Action item
Please restate every entry exactly. Leave out the pictures.

[Saved entries]
________________________________________
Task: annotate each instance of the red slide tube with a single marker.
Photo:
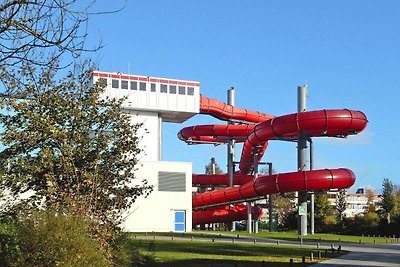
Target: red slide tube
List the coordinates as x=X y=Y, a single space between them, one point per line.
x=258 y=130
x=225 y=214
x=284 y=182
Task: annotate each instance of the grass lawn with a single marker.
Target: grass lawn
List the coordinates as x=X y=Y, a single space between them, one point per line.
x=293 y=236
x=220 y=254
x=288 y=235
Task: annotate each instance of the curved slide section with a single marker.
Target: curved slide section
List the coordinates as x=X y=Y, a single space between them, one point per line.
x=225 y=214
x=278 y=183
x=255 y=130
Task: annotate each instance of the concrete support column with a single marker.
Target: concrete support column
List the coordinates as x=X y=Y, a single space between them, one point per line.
x=302 y=159
x=249 y=217
x=270 y=199
x=231 y=148
x=312 y=212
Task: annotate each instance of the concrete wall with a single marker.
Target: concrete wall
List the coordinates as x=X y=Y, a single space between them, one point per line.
________________________________________
Exercise output
Task: annotate each instance of the red slide tube with a single marker.
Photo:
Target: red slide tube
List the coordinates as x=X y=Y, a single space between them, one point per line.
x=258 y=130
x=225 y=214
x=284 y=182
Task: annotate each instance of the grass lawn with a single marker.
Target: grass lawn
List the coordinates as x=X y=Y, a single space between them, one point per line.
x=293 y=236
x=220 y=254
x=288 y=235
Task: annotate each instance of the curved slide section with a single marker.
Target: curved slide section
List the coordinates as x=X y=Y, a single space between them, one point per line.
x=225 y=214
x=278 y=183
x=255 y=130
Task: annotate each instance of the concrete support column with a single marker.
Target: concrete support column
List the coordinates as x=X y=Y, a single space between them, one point per line.
x=302 y=159
x=249 y=217
x=270 y=199
x=231 y=148
x=312 y=212
Task: annotate each instance of the concrete wall with a single marker.
Target: concrete wall
List the coordinates as x=X y=Y, a single space between them, one point per line.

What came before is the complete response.